[START Extracted entries]

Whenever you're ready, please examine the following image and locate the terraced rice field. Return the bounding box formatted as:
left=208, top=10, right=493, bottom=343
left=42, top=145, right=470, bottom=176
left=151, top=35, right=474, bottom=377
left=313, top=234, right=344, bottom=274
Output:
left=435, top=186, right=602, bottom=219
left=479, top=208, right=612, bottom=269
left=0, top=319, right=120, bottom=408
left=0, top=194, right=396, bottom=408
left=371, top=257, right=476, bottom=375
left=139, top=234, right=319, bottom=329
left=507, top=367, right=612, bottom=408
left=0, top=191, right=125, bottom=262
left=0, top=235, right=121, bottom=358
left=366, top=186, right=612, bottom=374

[END Extracted entries]

-- Task --
Copy the entries above, substituting "rice paddy" for "terraced rice field" and leaving everything else unchanged.

-- Answer to this task --
Whenever you're ready, please examine the following image and locate the rice paddy. Return the bounding box formatted as:
left=208, top=10, right=493, bottom=343
left=42, top=145, right=470, bottom=176
left=151, top=35, right=474, bottom=377
left=313, top=234, right=344, bottom=274
Output:
left=435, top=186, right=602, bottom=219
left=479, top=208, right=612, bottom=269
left=0, top=319, right=120, bottom=408
left=0, top=194, right=396, bottom=408
left=371, top=257, right=476, bottom=375
left=139, top=234, right=319, bottom=329
left=507, top=367, right=612, bottom=408
left=0, top=191, right=125, bottom=262
left=0, top=235, right=121, bottom=358
left=366, top=186, right=612, bottom=374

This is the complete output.